Copy exactly the last part of the entries, starting from the line with "Could you please point out the stained" and including the final line.

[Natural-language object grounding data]

··········

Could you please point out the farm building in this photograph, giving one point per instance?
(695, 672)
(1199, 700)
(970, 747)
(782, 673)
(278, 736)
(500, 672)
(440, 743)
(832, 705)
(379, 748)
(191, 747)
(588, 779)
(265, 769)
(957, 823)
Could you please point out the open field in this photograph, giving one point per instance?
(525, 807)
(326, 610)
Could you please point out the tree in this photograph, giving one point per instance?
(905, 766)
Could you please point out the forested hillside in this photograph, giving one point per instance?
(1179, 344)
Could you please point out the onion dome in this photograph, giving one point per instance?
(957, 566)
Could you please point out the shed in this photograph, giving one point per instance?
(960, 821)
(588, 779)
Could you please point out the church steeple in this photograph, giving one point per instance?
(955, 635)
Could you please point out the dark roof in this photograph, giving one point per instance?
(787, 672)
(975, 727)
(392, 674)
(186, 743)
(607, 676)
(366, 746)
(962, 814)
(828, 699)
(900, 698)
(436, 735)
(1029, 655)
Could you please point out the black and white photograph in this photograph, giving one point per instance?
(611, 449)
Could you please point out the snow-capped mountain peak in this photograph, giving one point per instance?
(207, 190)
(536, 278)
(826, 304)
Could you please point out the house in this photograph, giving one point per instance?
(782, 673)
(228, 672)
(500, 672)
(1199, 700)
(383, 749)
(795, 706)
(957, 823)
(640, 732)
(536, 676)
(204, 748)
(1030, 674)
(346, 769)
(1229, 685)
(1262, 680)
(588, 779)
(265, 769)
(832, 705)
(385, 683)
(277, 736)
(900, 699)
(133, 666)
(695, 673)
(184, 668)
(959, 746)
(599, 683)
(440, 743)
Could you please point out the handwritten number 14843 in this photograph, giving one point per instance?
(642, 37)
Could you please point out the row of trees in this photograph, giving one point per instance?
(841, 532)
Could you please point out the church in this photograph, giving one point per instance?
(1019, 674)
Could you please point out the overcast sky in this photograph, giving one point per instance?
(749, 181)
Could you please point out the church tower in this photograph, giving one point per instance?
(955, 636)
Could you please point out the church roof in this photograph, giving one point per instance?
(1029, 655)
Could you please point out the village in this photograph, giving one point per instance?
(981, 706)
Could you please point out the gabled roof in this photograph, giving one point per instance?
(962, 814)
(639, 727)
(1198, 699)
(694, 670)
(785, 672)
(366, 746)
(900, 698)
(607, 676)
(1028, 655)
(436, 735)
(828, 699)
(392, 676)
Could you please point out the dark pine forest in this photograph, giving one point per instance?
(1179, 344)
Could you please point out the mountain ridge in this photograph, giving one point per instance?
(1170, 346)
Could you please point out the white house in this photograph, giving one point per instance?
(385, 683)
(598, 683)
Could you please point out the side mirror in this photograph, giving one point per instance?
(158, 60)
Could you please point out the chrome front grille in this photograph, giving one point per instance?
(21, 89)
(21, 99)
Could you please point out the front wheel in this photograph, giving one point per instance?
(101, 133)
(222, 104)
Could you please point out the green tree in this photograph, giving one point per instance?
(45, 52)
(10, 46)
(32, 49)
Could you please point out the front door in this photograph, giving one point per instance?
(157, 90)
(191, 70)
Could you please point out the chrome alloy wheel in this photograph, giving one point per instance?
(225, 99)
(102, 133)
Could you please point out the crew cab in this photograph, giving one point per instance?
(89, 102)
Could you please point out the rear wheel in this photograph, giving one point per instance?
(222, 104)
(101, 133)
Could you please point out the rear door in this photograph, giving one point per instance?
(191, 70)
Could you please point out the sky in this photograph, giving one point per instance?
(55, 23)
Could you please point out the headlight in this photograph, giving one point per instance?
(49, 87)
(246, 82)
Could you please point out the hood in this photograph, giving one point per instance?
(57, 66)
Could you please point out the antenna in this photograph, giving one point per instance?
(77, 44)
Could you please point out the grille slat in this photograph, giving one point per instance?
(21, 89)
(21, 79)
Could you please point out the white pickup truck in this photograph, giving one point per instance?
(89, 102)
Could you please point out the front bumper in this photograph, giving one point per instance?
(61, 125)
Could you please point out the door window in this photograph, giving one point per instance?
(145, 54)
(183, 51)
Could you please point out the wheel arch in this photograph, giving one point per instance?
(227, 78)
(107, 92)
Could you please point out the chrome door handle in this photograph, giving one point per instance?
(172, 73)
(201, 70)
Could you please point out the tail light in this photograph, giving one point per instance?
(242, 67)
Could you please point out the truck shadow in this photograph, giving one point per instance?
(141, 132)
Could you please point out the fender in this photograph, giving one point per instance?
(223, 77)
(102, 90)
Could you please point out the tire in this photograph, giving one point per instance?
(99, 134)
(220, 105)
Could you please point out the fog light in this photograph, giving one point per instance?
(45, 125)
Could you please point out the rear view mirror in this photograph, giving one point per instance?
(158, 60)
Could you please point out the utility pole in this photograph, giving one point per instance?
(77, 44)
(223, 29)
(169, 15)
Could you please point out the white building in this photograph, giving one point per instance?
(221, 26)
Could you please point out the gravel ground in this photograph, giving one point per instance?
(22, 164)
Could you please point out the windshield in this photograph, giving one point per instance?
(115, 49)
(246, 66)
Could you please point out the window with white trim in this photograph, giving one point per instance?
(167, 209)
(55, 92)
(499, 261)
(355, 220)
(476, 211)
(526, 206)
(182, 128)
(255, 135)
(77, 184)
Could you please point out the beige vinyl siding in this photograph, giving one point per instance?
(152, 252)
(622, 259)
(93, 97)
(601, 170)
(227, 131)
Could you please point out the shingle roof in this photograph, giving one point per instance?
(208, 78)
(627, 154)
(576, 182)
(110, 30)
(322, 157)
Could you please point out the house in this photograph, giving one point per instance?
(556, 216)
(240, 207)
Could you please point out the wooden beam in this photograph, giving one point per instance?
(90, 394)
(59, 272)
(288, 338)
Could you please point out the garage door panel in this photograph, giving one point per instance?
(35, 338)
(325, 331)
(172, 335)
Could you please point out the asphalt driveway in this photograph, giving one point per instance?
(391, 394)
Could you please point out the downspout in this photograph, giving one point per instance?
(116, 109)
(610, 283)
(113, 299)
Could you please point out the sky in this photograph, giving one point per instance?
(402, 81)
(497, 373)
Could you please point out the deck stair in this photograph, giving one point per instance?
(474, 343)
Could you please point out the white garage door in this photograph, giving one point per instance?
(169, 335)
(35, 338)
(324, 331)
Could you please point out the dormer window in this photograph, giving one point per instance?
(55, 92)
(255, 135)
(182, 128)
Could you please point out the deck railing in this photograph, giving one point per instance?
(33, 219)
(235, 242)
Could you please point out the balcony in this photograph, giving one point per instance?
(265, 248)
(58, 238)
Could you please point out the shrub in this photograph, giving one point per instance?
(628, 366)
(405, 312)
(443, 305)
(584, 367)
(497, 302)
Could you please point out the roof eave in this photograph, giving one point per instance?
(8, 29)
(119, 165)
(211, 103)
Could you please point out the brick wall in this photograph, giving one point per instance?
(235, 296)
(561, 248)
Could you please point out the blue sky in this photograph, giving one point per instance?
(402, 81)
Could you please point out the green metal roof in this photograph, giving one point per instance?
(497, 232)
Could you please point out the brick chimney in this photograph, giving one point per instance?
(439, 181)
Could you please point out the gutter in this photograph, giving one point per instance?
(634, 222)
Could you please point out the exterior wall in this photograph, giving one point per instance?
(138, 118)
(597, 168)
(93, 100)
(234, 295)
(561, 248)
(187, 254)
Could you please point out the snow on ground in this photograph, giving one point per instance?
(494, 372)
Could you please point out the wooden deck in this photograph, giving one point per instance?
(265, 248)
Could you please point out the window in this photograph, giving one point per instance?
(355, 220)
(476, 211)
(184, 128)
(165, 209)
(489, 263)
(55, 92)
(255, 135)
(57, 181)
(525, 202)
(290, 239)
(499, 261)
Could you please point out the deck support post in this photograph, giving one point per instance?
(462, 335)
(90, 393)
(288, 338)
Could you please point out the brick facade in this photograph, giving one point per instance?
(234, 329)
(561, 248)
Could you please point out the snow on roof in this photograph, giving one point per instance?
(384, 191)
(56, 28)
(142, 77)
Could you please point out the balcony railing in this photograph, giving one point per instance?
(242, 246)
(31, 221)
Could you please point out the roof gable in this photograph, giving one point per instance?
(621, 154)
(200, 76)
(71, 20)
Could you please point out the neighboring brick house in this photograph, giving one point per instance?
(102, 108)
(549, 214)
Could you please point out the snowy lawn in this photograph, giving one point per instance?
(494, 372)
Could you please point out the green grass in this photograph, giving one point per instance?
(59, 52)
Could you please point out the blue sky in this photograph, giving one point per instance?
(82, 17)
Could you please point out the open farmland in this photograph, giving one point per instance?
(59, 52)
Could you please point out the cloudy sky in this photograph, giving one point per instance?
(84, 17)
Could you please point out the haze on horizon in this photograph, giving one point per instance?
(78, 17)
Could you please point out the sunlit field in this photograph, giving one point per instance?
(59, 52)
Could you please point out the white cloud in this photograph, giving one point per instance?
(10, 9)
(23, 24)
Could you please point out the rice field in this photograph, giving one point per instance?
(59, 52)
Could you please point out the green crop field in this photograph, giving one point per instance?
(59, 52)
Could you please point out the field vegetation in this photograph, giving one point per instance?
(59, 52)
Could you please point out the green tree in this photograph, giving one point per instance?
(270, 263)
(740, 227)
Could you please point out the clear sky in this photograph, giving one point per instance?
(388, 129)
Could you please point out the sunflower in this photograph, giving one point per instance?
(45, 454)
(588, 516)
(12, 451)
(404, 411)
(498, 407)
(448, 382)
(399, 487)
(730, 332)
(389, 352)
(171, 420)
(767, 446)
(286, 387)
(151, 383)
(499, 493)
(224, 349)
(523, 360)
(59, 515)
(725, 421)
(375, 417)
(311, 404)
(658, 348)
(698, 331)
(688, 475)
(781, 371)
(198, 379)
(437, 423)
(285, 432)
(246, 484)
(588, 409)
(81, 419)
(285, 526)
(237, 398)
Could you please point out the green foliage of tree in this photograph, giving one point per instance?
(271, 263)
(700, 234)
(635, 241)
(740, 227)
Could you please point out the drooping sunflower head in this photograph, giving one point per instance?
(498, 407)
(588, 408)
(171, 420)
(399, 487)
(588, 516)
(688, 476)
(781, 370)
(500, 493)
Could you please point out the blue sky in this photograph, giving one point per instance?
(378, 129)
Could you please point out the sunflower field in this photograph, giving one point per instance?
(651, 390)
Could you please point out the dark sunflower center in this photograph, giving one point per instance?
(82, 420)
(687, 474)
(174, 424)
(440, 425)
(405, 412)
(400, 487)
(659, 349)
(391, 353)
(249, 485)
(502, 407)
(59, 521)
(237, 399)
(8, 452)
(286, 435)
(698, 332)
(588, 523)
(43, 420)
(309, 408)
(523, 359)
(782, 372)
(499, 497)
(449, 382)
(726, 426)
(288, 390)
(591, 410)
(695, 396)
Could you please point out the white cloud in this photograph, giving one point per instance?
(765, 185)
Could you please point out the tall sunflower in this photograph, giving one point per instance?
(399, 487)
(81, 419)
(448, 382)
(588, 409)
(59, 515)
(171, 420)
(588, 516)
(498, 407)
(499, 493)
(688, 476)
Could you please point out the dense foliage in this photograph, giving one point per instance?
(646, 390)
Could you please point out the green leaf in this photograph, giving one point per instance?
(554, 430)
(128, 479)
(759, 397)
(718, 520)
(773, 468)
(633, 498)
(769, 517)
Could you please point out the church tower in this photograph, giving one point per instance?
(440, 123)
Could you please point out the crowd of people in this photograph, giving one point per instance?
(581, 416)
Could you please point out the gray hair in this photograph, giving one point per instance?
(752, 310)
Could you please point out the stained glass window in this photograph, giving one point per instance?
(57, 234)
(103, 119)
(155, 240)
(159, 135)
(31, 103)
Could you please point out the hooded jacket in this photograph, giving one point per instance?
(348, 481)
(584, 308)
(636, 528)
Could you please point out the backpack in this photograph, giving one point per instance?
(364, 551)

··········

> [RESPONSE FOR THIS EXERCISE]
Could you please point out the stained glass window in this photograph, giving one point per instance?
(57, 234)
(103, 119)
(155, 240)
(159, 135)
(31, 103)
Could you please point out the hooded jacket in this photograph, giving one point per instance?
(348, 481)
(584, 308)
(636, 528)
Could you please point out the backpack in this photograph, giving one point per instance?
(364, 551)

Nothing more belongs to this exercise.